Task. Edit the records starting at the line that contains "Can you spot the painted" and ending at the line that contains "x=360, y=128", replacing "horse mane" with "horse's mane" and leaving everything else unchanged. Return only those lines.

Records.
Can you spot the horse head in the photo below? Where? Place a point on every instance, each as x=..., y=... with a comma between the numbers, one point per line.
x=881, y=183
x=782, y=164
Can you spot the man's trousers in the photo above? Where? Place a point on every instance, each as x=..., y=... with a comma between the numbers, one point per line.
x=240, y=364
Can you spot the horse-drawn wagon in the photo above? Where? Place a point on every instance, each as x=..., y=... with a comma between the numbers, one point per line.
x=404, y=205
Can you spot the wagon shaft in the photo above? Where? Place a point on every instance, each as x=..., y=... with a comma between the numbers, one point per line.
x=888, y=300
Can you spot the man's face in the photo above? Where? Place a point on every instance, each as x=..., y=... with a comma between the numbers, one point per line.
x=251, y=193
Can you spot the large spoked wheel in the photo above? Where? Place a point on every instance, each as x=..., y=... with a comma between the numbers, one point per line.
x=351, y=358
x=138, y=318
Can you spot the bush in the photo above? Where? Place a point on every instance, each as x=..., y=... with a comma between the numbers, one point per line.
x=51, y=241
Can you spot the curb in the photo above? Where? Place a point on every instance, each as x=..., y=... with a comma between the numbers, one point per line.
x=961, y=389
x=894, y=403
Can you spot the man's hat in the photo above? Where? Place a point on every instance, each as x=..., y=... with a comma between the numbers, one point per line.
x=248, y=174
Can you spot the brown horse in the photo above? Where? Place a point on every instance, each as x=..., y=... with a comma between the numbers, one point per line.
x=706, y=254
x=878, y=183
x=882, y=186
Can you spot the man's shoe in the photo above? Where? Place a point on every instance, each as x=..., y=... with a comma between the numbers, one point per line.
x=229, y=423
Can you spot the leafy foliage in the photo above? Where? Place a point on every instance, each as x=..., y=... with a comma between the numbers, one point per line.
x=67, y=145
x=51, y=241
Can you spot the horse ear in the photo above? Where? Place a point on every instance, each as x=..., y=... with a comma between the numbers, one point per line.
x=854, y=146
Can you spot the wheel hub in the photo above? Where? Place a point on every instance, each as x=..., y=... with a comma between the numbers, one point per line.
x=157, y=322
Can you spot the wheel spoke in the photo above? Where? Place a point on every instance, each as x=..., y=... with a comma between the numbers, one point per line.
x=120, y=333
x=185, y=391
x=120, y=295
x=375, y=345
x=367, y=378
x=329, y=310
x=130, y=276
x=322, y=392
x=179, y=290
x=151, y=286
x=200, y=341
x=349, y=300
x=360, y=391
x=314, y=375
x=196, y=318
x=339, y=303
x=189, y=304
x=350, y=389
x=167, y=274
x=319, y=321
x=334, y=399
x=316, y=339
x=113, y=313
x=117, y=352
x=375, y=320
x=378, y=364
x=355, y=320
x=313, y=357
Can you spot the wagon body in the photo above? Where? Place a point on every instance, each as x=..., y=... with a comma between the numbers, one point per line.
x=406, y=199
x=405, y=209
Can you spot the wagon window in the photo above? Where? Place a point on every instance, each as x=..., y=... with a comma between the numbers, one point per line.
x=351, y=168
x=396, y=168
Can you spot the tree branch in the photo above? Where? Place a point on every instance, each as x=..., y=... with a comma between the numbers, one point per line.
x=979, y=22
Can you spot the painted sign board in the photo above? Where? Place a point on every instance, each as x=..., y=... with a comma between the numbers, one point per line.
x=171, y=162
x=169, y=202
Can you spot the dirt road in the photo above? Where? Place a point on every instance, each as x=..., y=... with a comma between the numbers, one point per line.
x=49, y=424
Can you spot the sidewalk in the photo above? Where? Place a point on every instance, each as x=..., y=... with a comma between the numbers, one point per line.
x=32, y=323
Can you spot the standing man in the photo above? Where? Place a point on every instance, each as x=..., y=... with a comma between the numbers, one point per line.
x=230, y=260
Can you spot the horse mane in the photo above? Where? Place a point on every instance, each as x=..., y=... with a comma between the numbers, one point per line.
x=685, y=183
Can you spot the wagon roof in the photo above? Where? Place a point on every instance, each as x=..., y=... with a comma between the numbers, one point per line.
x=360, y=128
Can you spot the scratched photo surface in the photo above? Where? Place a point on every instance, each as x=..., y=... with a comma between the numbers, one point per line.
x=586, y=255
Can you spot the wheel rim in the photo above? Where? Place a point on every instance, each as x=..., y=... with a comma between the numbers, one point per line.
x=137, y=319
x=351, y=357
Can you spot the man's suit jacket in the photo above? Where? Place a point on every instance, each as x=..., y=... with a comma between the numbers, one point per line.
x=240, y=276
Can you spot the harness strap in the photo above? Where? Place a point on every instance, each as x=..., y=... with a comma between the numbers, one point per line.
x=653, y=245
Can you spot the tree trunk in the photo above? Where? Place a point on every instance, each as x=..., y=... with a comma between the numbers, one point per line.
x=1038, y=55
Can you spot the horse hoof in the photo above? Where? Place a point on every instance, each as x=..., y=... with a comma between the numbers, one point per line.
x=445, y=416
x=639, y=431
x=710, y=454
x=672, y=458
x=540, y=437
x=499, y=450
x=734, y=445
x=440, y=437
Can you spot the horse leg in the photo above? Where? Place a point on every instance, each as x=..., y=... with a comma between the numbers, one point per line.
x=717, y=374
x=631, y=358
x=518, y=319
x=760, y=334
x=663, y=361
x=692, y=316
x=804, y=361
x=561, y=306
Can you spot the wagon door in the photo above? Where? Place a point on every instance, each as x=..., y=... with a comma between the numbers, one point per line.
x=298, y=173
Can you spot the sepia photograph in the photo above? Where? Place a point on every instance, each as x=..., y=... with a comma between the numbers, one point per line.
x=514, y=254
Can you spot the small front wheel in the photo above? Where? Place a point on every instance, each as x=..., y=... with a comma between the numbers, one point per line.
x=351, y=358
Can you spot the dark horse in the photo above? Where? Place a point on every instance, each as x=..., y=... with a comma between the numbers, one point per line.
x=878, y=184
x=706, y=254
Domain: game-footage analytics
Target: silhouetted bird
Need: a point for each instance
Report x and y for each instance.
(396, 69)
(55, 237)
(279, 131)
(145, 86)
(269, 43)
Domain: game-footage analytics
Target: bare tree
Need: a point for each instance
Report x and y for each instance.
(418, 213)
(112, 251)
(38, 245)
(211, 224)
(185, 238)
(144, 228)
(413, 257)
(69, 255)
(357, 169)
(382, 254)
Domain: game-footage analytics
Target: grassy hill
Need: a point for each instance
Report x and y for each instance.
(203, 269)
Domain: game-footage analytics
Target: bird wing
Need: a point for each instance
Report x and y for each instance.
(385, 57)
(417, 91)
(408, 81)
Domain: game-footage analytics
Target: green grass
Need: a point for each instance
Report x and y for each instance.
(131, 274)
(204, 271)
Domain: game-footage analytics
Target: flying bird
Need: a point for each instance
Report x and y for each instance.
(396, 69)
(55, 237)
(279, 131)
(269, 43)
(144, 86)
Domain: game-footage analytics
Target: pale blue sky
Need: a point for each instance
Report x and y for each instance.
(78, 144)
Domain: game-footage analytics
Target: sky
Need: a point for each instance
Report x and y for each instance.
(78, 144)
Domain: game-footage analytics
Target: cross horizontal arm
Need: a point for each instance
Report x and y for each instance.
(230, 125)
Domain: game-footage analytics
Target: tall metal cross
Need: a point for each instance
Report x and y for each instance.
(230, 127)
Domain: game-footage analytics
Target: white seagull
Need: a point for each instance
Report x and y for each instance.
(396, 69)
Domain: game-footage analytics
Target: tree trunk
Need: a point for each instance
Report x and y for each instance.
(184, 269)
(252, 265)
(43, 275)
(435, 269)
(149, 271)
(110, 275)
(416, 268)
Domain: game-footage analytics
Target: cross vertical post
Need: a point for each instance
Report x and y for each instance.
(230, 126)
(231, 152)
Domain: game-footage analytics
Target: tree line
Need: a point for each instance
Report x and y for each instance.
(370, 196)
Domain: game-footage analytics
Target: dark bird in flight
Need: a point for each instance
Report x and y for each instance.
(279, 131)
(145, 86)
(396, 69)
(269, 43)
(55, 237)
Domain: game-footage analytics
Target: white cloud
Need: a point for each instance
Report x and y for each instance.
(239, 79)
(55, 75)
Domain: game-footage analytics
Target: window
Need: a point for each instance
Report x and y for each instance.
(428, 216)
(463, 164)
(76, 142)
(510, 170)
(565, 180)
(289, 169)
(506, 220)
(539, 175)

The answer.
Can you spot the painted sign board in the photo above? Where? Place a point on every instance, each as x=..., y=... with a comma between the numbers, one point per line.
x=171, y=162
x=169, y=202
Can you spot the dirt road in the photo above? Where? Place a point on every instance, each as x=..., y=... with a comma between the numbers, one point per line.
x=49, y=424
Can you spot the sidewalk in the photo above? Where? Place a point on every instance, each as x=..., y=... with a comma between the numbers, one point per line.
x=32, y=323
Can you spot the standing man in the photo above? Where? Place a point on every instance, each as x=..., y=... with a comma between the numbers, one point per line.
x=230, y=260
Can you spot the horse's mane in the photo above? Where? Place a point on every instance, each as x=..., y=... with a comma between the numbers, one point per line.
x=685, y=183
Can you spot the wagon roof in the photo above? Where? Place a point on every instance, each as x=..., y=... with a comma between the numbers, one point per line.
x=360, y=128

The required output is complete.